BEGIN Document excerpt

Friday, March 26, 2010

The Great Outdoors

Try this experiment: Right now in front of your computer or phone, close your eyes and get a sense of what you’re feeling right now at this moment. Imagine, if you can, a flow of energy moving through you and around you and see if you can discern any particular rhythm. If this is too difficult for you, simply pay attention to what thoughts are consistent and predominant in your mind at this moment. After you’ve tried this, now go outside (preferably out in Nature) and stand or sit in a comfortable space and again close your eyes. Do the same exercise you did before inside, observing what rhythm of energy flow you can sense; what appears to be capturing your attention? What do you feel now that wasn’t as apparent as when you were inside? What differences can you sense between being indoors and out?

Obviously there is a difference and to the degree one did not experience any noticeable difference with this exercise, you can imagine how disconnected one is from Nature. And because everything that is “outside” in Nature can also be found within the Human body, one can be considered disconnected from themselves. Isn’t that how disease processes start? When one does not pay attention to what the body is revealing because the mind is too distracted, these processes can suddenly “sneak” up on you and get you while you weren’t looking. We can start paying attention now rather than later when we start exhibiting symptoms (which is the typical scenario when one starts to “take care” of them self).

END Document excerpt
BEGIN Supplied entries

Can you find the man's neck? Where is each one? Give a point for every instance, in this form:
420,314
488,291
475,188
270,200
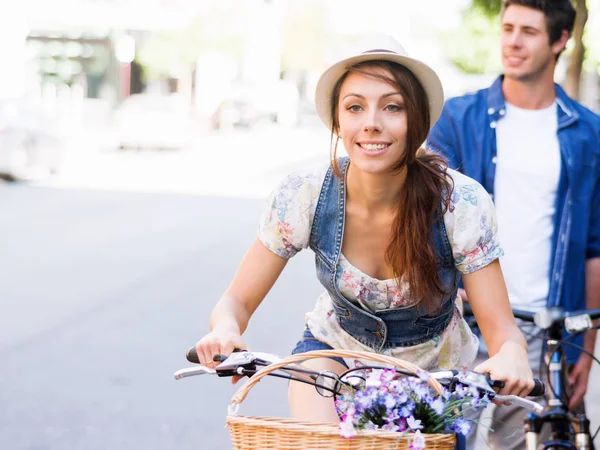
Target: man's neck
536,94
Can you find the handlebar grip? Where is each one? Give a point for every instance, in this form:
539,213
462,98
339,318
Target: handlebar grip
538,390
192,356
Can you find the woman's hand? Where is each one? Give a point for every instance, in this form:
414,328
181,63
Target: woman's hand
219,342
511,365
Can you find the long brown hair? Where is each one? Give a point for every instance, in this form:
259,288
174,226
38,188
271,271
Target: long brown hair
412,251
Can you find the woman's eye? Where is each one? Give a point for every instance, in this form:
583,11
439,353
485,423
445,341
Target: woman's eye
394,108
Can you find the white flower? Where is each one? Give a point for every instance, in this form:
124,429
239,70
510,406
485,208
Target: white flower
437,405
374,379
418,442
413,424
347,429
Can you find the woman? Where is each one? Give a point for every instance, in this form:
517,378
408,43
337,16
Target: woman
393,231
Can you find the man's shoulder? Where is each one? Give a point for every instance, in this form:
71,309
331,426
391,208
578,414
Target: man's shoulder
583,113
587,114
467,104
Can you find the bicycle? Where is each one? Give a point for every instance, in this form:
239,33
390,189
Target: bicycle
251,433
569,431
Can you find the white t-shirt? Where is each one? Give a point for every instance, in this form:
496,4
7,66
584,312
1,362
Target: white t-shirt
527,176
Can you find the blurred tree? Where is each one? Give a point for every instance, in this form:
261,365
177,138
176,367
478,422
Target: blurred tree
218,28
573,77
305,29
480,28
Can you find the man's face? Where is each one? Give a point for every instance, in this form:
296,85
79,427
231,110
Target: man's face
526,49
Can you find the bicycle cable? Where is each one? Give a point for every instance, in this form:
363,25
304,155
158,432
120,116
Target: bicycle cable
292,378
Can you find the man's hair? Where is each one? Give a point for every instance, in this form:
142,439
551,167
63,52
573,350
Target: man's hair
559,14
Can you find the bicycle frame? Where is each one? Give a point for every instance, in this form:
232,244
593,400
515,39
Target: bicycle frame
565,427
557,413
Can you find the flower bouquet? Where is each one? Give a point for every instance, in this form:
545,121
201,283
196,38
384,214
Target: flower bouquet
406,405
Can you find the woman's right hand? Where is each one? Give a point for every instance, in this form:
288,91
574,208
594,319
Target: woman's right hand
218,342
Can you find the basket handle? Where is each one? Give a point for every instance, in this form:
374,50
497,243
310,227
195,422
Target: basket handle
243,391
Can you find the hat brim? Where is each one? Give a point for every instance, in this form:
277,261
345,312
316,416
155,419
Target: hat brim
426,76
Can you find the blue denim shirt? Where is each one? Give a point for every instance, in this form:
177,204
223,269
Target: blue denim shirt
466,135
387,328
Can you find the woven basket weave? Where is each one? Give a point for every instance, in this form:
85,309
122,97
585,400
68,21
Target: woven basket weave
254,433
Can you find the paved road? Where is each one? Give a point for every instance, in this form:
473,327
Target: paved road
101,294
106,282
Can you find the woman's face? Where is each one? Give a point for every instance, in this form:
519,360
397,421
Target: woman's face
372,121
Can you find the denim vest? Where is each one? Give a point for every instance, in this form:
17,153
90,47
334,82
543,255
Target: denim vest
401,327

END Supplied entries
BEGIN Supplied entries

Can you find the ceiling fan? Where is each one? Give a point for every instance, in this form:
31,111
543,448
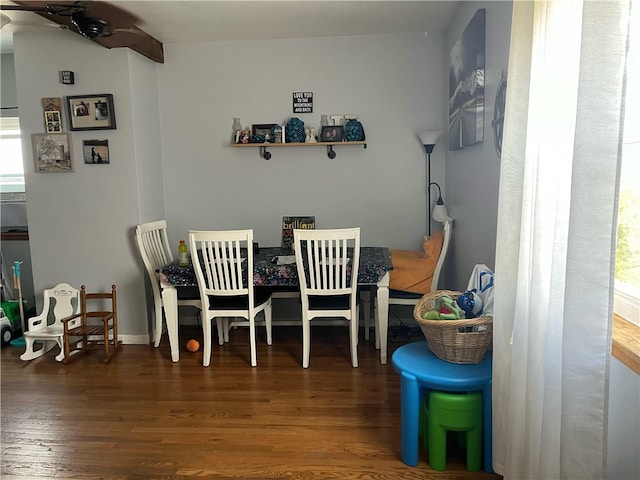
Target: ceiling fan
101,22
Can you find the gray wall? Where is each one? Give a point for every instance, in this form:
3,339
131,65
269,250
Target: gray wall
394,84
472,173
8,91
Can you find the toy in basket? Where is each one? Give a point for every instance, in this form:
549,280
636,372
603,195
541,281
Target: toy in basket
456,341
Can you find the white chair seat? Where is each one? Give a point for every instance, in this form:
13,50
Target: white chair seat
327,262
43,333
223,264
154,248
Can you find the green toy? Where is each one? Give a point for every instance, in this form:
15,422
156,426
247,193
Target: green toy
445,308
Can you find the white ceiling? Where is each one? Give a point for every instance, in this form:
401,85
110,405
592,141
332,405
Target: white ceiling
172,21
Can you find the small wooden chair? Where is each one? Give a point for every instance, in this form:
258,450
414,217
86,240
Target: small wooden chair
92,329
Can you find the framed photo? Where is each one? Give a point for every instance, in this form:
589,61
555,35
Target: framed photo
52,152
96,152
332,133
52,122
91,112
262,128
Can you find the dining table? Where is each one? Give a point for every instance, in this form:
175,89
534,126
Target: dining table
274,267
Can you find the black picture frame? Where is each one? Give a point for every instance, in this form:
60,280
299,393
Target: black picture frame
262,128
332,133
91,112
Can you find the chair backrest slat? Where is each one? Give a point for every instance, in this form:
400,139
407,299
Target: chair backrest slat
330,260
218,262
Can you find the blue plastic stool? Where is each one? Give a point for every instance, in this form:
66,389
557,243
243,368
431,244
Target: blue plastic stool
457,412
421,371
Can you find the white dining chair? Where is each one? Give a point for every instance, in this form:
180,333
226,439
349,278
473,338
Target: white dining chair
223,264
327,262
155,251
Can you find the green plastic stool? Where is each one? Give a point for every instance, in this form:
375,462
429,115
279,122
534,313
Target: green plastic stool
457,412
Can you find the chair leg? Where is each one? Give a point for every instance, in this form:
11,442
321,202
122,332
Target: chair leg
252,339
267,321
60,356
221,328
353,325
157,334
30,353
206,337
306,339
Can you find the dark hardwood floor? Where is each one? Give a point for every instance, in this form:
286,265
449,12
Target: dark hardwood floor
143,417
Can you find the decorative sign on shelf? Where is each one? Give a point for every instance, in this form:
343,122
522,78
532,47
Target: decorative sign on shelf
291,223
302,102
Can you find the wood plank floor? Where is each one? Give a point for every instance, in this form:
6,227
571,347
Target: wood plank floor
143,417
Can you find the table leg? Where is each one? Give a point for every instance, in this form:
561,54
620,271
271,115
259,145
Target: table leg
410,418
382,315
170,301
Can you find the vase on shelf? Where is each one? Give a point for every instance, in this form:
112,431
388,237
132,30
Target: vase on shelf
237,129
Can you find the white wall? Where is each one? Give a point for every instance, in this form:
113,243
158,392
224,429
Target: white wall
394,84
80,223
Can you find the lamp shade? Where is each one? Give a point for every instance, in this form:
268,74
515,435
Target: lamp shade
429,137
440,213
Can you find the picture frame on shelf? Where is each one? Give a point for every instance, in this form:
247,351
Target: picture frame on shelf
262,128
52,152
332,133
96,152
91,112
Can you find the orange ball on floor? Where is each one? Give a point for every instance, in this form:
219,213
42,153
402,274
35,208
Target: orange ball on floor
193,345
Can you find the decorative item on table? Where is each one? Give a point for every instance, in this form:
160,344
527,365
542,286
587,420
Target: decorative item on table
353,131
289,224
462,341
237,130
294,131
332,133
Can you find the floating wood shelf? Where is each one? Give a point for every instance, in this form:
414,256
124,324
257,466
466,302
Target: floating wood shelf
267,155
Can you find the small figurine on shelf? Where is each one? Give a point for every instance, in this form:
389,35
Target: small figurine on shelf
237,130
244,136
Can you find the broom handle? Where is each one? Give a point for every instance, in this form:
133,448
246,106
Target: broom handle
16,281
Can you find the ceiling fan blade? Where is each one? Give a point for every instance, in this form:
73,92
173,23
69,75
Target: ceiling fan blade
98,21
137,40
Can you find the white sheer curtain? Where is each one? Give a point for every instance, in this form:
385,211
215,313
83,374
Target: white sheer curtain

END Supplied entries
BEGIN Supplied entries

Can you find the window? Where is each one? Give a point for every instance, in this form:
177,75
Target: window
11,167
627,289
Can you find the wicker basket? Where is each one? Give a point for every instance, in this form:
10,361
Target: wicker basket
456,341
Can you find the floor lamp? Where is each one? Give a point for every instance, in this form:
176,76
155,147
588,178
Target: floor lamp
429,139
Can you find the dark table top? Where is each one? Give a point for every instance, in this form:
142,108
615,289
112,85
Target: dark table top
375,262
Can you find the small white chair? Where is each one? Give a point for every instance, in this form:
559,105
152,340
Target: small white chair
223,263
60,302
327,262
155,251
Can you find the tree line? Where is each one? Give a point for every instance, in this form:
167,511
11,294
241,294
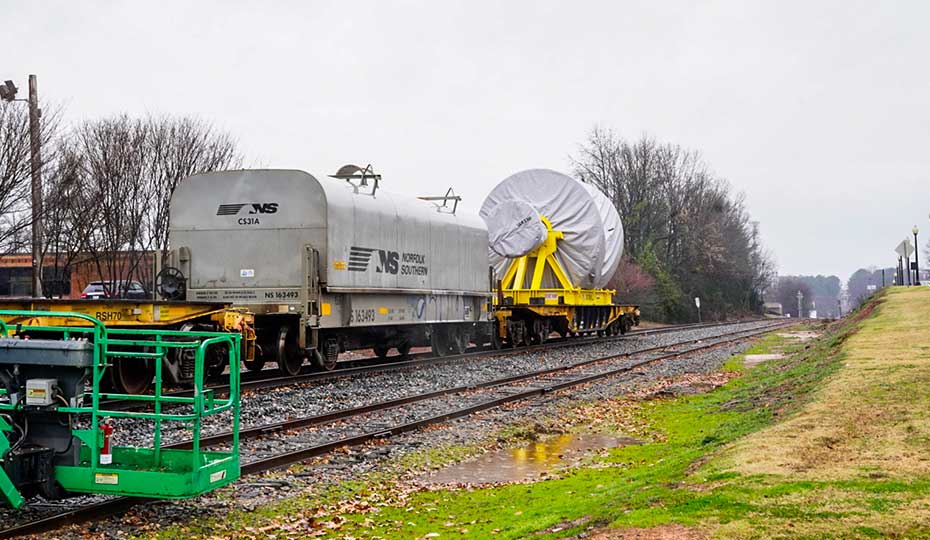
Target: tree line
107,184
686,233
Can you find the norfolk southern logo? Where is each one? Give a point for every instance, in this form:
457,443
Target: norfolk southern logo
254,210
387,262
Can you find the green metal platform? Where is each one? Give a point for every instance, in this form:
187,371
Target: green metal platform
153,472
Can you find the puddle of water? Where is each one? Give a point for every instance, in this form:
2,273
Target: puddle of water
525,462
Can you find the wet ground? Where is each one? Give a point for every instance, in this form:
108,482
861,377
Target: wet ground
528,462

END Supplied entries

### Problems to solve:
1. From "The Great Outdoors" post above, reproduce the stretch from "Friday, March 26, 2010" through "indoors and out?".
2. According to "The Great Outdoors" post, why can a person who notices no difference between the indoor and outdoor exercise be considered disconnected from themselves? Answer in one to three sentences.
3. In "The Great Outdoors" post, after trying the exercise indoors, where should the reader preferably go to repeat it?

### Response list:
1.
Friday, March 26, 2010

The Great Outdoors

Try this experiment: Right now in front of your computer or phone, close your eyes and get a sense of what you’re feeling right now at this moment. Imagine, if you can, a flow of energy moving through you and around you and see if you can discern any particular rhythm. If this is too difficult for you, simply pay attention to what thoughts are consistent and predominant in your mind at this moment. After you’ve tried this, now go outside (preferably out in Nature) and stand or sit in a comfortable space and again close your eyes. Do the same exercise you did before inside, observing what rhythm of energy flow you can sense; what appears to be capturing your attention? What do you feel now that wasn’t as apparent as when you were inside? What differences can you sense between being indoors and out?

2. The post says that everything found outside in Nature can also be found within the human body. A person who is disconnected from Nature is therefore also disconnected from themselves.

3. Outside, preferably out in Nature.